• **Textauszug**:
##########

Waffen von Assad-Regime?

Berichten zufolge sollen die kurdischen Kämpfer in Kobane auch Waffen vom Regime des syrischen Präsidenten Baschar al-Assad erhalten haben. Die Enklave sei von der Armee „militärisch und logistisch sowie mit Munition und Waffen“ unterstützt worden, sagte der syrische Informationsminister Umran al-Saubi nach Angaben der syrischen Nachrichtenagentur SANA am Mittwoch.

Denn die Stadt sei „syrisches Gebiet, und die Menschen dort sind unsere Menschen“. Von kurdischer Seite gab es dazu keine Bestätigung. Saubi zufolge konnte die syrische Armee auch zwei von drei vom IS erbeuteten Kampfflugzeugen zerstören. Nun sei man auf der Suche nach dem dritten Jet. Auch dafür gibt es keine unabhängige Bestätigung.

##########

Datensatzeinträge
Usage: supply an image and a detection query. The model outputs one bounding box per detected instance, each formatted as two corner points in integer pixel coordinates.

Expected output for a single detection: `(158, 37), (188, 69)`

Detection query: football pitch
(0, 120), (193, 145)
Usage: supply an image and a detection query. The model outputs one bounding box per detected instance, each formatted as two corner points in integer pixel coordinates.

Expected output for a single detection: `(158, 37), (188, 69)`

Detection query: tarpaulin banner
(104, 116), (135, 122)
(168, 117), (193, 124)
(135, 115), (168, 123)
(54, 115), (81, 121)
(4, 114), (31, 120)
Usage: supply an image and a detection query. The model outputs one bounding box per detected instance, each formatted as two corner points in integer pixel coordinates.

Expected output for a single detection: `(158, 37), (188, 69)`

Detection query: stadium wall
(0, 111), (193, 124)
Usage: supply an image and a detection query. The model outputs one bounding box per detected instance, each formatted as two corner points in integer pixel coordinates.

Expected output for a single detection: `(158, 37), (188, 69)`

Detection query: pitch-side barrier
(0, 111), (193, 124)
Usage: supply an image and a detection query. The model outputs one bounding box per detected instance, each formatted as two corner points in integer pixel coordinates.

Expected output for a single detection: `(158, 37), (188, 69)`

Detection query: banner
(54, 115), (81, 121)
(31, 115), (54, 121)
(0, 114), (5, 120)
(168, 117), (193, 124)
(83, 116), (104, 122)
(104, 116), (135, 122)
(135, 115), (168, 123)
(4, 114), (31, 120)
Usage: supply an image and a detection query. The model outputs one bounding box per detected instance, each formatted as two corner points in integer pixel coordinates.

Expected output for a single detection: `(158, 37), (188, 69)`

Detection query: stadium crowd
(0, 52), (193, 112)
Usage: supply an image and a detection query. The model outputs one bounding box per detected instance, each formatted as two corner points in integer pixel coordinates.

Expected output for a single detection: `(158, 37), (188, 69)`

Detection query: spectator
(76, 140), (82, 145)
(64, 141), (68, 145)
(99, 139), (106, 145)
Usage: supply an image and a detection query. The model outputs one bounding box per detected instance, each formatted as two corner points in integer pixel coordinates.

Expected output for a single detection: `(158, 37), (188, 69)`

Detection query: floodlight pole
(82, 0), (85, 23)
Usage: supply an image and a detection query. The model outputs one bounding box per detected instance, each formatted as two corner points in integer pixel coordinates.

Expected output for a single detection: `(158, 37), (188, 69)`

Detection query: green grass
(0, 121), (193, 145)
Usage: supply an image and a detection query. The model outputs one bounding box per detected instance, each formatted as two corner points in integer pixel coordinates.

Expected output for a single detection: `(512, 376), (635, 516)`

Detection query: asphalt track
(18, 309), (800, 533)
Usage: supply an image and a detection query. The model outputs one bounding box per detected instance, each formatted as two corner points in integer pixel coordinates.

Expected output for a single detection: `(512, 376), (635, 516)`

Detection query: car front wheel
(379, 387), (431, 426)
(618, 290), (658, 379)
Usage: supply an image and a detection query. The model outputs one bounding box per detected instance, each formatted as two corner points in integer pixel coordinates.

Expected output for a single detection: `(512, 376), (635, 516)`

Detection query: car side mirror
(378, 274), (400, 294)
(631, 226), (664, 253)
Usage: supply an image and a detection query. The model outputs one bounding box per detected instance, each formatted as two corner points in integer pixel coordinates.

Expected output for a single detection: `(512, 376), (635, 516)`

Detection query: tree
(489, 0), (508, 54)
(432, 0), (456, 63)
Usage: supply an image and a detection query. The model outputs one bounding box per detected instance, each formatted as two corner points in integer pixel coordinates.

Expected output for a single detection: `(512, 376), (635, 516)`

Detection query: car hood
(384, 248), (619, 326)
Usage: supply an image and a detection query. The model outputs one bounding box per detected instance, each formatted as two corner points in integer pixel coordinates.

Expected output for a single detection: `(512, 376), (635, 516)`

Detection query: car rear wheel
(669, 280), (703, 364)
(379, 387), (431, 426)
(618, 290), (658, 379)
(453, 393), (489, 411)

##########

• **Aufgaben**:
1 > Fassen Sie bitte den Absatz des Textauszugs, der mit „Denn die Stadt sei“ beginnt, als kurze Stichpunktliste zusammen, ohne dabei seine wesentlichen Fakten zu verlieren.
2 > Beantworten Sie anhand des Textauszugs diese Fragen:
(a) Wer soll Waffen vom Regime Baschar al-Assads erhalten haben?
(b) Über welche Nachrichtenagentur wurden die Aussagen des Informationsministers verbreitet?
(c) Wie viele der vom IS erbeuteten Kampfflugzeuge soll die syrische Armee zerstört haben?

• **Lösungen**:
1 >
- Begründung des Ministers: Die Stadt sei syrisches Gebiet, die Menschen dort seien „unsere Menschen“.
- Eine Bestätigung von kurdischer Seite gab es nicht.
- Laut Saubi zerstörte die syrische Armee zwei von drei Kampfflugzeugen, die der IS erbeutet hatte.
- Nach dem dritten Jet werde noch gesucht.
- Auch hierfür fehlt eine unabhängige Bestätigung.

2 >
(a) Die kurdischen Kämpfer in Kobane.
(b) Über die syrische Nachrichtenagentur SANA.
(c) Zwei von drei.